Reading passage =>
□ □ □ □ □ □ □
Michigan-based Trinity Health moves up bond sale to beat tax law changes

DALLAS -- Michigan-based Trinity Health Credit Group is coming to market with a roughly $1 billion bond offering that will be sold ahead of its original schedule because of the House GOP tax bill that could end its ability to issue tax-exempt debt after Dec. 31.

The group plans to sell the bonds Wednesday.

“Given the uncertainty around potential tax reform, specifically as it relates to the elimination of private activity bonds and advanced refundings, we believe it is in our best interest to accelerate our bond offering and to come to market ahead of schedule," the group said in an emailed statement.

The bill that cleared the House would eliminate tax-exempt advance refundings and private activity bonds for housing, private universities, not-for-profit hospitals, and other development projects after Dec. 31. The Senate Republican proposal preserves PABs but still puts advance refundings on the chopping block. GOP leaders are aiming for reconciliation between the two in mid-December.

MacNeal Hospital, Trinity Health, Loyola, Berwyn, Illinois

Trinity’s offering will include both tax-exempt and taxable bonds.
□ □ □ □ □ □ □
Supplied data =>
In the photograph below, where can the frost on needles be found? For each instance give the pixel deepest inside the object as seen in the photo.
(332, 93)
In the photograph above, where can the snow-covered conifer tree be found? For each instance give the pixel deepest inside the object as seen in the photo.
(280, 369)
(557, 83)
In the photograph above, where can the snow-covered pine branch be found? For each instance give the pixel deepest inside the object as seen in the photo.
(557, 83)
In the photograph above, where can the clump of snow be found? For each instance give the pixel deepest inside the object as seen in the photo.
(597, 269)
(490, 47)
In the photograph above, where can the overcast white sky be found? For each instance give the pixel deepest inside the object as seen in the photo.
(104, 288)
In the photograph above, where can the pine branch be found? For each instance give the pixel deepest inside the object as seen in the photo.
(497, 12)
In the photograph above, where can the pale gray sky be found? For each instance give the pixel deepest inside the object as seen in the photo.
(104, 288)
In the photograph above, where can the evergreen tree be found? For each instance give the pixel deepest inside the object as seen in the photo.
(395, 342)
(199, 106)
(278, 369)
□ □ □ □ □ □ □
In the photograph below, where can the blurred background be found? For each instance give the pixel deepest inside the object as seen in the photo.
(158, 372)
□ □ □ □ □ □ □
Copy out the entire article above about Trinity Health's bond sale word for word, from its headline to its final sentence.

Michigan-based Trinity Health moves up bond sale to beat tax law changes

DALLAS -- Michigan-based Trinity Health Credit Group is coming to market with a roughly $1 billion bond offering that will be sold ahead of its original schedule because of the House GOP tax bill that could end its ability to issue tax-exempt debt after Dec. 31.

The group plans to sell the bonds Wednesday.

“Given the uncertainty around potential tax reform, specifically as it relates to the elimination of private activity bonds and advanced refundings, we believe it is in our best interest to accelerate our bond offering and to come to market ahead of schedule," the group said in an emailed statement.

The bill that cleared the House would eliminate tax-exempt advance refundings and private activity bonds for housing, private universities, not-for-profit hospitals, and other development projects after Dec. 31. The Senate Republican proposal preserves PABs but still puts advance refundings on the chopping block. GOP leaders are aiming for reconciliation between the two in mid-December.

MacNeal Hospital, Trinity Health, Loyola, Berwyn, Illinois

Trinity’s offering will include both tax-exempt and taxable bonds.